[START]

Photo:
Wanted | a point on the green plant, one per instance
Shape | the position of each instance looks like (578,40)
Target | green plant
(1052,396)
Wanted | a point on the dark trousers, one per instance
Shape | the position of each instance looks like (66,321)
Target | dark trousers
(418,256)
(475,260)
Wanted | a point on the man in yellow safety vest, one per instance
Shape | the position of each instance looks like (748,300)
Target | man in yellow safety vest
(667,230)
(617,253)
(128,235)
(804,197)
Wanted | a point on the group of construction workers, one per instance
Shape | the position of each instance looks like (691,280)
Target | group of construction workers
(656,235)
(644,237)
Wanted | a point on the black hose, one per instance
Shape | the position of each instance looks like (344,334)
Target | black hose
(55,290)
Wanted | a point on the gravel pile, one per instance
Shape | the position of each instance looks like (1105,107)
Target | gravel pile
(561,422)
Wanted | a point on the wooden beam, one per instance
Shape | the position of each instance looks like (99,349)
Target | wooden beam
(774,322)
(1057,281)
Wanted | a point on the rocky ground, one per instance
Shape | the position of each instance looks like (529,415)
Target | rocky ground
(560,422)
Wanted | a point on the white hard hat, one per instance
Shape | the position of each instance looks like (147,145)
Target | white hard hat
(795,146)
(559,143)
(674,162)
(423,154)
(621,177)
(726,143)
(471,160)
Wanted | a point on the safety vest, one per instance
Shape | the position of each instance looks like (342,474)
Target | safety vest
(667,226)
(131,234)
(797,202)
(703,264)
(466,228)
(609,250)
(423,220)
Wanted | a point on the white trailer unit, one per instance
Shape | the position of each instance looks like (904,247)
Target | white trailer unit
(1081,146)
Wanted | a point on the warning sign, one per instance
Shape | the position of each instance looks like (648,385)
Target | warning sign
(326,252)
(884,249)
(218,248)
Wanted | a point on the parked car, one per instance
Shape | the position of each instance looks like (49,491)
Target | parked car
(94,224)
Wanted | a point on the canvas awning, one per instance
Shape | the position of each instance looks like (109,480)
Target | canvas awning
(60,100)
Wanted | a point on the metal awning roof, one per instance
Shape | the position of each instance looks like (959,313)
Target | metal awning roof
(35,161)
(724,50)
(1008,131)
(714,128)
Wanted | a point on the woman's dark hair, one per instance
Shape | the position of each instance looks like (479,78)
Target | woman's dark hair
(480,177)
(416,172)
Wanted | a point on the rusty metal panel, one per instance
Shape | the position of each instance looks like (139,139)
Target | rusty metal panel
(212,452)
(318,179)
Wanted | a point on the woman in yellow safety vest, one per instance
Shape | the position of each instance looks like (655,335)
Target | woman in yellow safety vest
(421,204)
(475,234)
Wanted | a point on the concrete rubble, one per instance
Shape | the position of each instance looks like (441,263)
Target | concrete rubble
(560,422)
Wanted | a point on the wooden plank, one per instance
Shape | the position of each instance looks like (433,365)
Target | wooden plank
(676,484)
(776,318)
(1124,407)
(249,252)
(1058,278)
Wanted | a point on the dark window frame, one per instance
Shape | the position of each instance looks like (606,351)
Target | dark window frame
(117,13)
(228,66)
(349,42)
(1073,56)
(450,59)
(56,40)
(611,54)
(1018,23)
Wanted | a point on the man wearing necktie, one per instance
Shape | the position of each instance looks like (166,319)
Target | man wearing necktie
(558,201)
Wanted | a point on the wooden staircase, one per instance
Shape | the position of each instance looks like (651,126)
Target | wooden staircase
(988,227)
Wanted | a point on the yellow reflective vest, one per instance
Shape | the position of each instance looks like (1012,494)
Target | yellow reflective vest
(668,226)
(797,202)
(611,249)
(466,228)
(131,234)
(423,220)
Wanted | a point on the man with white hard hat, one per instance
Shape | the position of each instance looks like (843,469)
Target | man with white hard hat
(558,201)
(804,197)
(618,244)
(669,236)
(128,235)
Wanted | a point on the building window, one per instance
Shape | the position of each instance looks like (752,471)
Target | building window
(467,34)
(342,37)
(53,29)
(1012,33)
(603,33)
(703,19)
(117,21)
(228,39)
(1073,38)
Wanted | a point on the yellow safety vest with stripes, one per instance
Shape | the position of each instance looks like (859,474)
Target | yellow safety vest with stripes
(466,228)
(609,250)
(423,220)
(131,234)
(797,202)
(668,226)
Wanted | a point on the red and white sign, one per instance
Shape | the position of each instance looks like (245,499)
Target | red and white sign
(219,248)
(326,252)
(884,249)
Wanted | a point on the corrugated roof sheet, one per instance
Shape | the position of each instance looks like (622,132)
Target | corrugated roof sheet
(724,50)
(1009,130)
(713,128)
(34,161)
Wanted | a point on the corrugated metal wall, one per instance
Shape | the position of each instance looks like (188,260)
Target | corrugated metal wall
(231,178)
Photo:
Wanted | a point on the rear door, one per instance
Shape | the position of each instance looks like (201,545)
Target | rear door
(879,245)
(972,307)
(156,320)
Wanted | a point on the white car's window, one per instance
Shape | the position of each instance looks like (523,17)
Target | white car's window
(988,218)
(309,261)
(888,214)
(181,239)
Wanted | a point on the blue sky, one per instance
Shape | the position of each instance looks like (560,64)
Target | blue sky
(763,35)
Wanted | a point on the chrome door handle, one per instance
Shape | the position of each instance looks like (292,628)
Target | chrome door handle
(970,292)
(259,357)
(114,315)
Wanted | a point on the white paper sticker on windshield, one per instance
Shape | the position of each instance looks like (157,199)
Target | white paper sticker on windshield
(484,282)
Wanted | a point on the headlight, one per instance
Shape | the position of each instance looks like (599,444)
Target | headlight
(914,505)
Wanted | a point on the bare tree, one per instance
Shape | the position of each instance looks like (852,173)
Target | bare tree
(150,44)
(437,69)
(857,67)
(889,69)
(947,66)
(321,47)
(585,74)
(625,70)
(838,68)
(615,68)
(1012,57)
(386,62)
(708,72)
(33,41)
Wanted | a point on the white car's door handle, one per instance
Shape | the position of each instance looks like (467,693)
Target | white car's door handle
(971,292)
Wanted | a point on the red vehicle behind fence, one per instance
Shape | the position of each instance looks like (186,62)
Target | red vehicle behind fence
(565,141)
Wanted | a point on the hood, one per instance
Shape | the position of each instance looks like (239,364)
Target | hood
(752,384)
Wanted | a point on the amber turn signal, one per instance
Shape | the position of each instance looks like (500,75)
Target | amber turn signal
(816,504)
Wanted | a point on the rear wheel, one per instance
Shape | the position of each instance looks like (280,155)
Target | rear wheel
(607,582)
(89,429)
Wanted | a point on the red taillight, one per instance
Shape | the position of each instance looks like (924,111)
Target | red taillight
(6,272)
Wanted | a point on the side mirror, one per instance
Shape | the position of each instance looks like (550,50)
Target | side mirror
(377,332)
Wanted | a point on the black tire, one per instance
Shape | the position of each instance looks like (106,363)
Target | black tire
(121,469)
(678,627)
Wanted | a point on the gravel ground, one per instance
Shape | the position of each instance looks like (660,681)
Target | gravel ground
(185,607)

[END]

JOB
Output the whole listing above again, word for word.

FINISHED ANSWER
Photo:
Wanted | a point on the green plant, one per instance
Shape | the position of each instance looks like (578,40)
Target | green plant
(1052,396)
Wanted | a point on the dark trousers, one per instance
Shape | the position of each instance looks like (66,321)
Target | dark trousers
(418,256)
(475,260)
Wanted | a point on the man in yellow safety vest, one per instance
Shape | the position of each instance looks like (748,300)
Target | man in yellow safety vest
(667,230)
(617,253)
(128,235)
(804,197)
Wanted | a point on the group of construction workers, one per instance
Shape | the position of each instance looks like (691,280)
Target | group of construction workers
(656,235)
(644,237)
Wanted | a point on the black hose, one per instance
Shape | the position of each instance looks like (344,334)
Target | black hose
(55,290)
Wanted | a point on the gravel pile, one per instance
Shape | the position of each instance looks like (1105,107)
Target | gravel pile
(561,422)
Wanted | a point on the wooden beam, one per instance
Shape | the position of each instance looks like (99,349)
Target | wooden beam
(774,322)
(1057,281)
Wanted | a point on the rocky ground, one per instance
Shape | the position of each instance looks like (529,415)
Target | rocky ground
(560,422)
Wanted | a point on the white hard hat, one per instance
Shape | the position of each instance looks like (147,145)
Target | white hard hat
(795,146)
(559,143)
(674,162)
(423,154)
(621,177)
(726,143)
(471,160)
Wanted | a point on the safety vest, one per instance
Shape | the position of each instance looks like (342,474)
Target | safety vest
(667,226)
(131,234)
(797,202)
(703,264)
(466,228)
(609,250)
(423,220)
Wanted | a point on the white trailer unit, one per instance
Shape | the position of each instance looks like (904,247)
Target | white trailer unit
(1081,146)
Wanted | a point on the warning sign, one per instance
Shape | the position of each instance looks like (648,385)
Target | warning sign
(326,252)
(884,249)
(218,248)
Wanted | a point on the parked car, one per instance
Shape | the position of each instance looks like (49,491)
Target | parked car
(94,224)
Wanted | a point on the canvas awning, one per instance
Shape | the position of each instance looks like (109,480)
Target | canvas awning
(60,100)
Wanted | a point on the metal awning roof, one per instance
Shape | the position of each instance looks like (959,313)
Target | metal awning roof
(35,161)
(724,50)
(1008,131)
(714,128)
Wanted | a point on the woman's dark hair, one per instance
Shape | the position of each instance looks like (479,78)
Target | woman's dark hair
(480,177)
(416,172)
Wanted | a point on the rusty metal panel, one per instance
Shape | the position of each instance looks like (139,139)
Target | rusty metal panel
(212,452)
(318,179)
Wanted | a point on the woman in yellow safety vest, one per instance
Shape | the position of each instance looks like (655,335)
Target | woman in yellow safety vest
(421,204)
(475,234)
Wanted | a point on the concrete rubble, one per instance
Shape | the position of each instance looks like (441,263)
Target | concrete rubble
(560,422)
Wanted | a point on the wooden plank, one per instance
Shape | the position of each instance looks like (433,365)
Target | wooden plank
(676,484)
(776,318)
(1124,407)
(249,252)
(1058,278)
Wanted | a point on the dark window frame, one per instance
Shape | the position of each instance looks like (606,351)
Target | dark window frame
(117,13)
(228,66)
(349,42)
(1073,56)
(450,59)
(56,40)
(611,54)
(1018,23)
Wanted | a point on the man wearing necktie, one per instance
Shape | the position of each instance looks like (166,319)
Target | man wearing necktie
(558,201)
Wanted | a point on the wooden staircase, one per instance
Shape | the position of each instance looks like (651,126)
Target | wooden staircase
(988,227)
Wanted | a point on the yellow reflective vest, one per instance
Shape | the position of each instance looks like (1012,494)
Target | yellow reflective vest
(668,226)
(797,202)
(611,249)
(466,228)
(131,234)
(423,220)
Wanted | a point on the man with white hard hat, one per instance
Shape | the position of each instance looks like (843,469)
Target | man with white hard hat
(558,201)
(804,197)
(618,244)
(669,236)
(128,235)
Wanted | a point on the building window, one per instance
Shape | the position of each instance looks like (752,471)
Target | building window
(467,34)
(342,37)
(53,29)
(1012,33)
(603,33)
(703,19)
(117,21)
(228,39)
(1073,38)
Wanted | a point on the yellow safety vest with stripes, one per instance
Shape | the position of each instance looks like (859,474)
Target | yellow safety vest with stripes
(466,228)
(609,250)
(423,220)
(131,234)
(797,202)
(668,226)
Wanted | a point on the red and white sign, one per instance
Shape | the position of each instance looks like (245,499)
Target | red and white sign
(219,248)
(326,252)
(884,249)
Wanted | a point on the corrugated roof sheet, one per instance
Shape | the position of each instance looks like (622,132)
Target | corrugated roof sheet
(724,50)
(1009,130)
(713,128)
(34,161)
Wanted | a point on the corrugated metal wall, one per instance
Shape | the position of each instance looks like (188,260)
Target | corrugated metal wall
(231,178)
Photo:
Wanted | a point on the rear door, one per instance
Shape | the position of each instance looks like (201,545)
Target | rear door
(879,245)
(972,307)
(156,320)
Wanted | a point on the white car's window, one per instance
Shape | the position of each instance looks like (523,17)
Target | white car's window
(988,218)
(309,261)
(888,214)
(181,239)
Wanted | a point on the blue sky, one per instance
Shape | the position of each instance looks like (560,64)
Target | blue sky
(763,35)
Wanted | a point on the chrome door handle, one per instance
Shape | the position of each instance looks like (292,628)
Target | chrome door handle
(970,292)
(259,357)
(114,315)
Wanted | a point on the white paper sticker on windshield, one per instance
Shape | the position of each instance looks like (157,199)
Target | white paper sticker on windshield
(484,282)
Wanted | a point on the headlight, one per instance
Shape | the position of each instance looks like (599,444)
Target | headlight
(914,505)
Wanted | a point on the bare tree, one per instance
Shape | the position of each instance looks like (852,173)
Target | bare tree
(150,44)
(437,69)
(857,67)
(889,69)
(947,66)
(321,47)
(585,74)
(625,70)
(838,68)
(615,68)
(1012,57)
(386,62)
(708,72)
(33,41)
Wanted | a point on the white car's door handle, one per instance
Shape | the position of each instance looks like (467,693)
Target | white car's door handle
(971,292)
Wanted | a point on the red vehicle behind fence, one per instance
Shape | the position of each instance looks like (186,62)
Target | red vehicle behind fence
(565,141)
Wanted | a point on the hood, one per instance
Shape | the position of each instance looks like (239,364)
Target | hood
(752,384)
Wanted | a point on the amber turn signal, one per instance
Shape | the position of each instance looks like (500,75)
Target | amber turn signal
(816,504)
Wanted | a point on the rear wheel, one per instance
Shape | the position of each instance looks like (280,155)
Target | rear wheel
(607,582)
(89,429)
Wanted | a point on the red taillight, one per instance
Shape | the position of each instance looks like (924,111)
Target | red taillight
(6,272)
Wanted | a point on the side mirror, one per instance
Shape | the position of each instance looks like (550,50)
Target | side mirror
(377,332)
Wanted | a point on the black tire, one per instance
Shape | the position of each instance looks like (106,363)
Target | black tire
(121,469)
(678,627)
Wanted | a point on the gravel ground, one per instance
Shape | the position of each instance looks like (660,681)
Target | gravel ground
(185,607)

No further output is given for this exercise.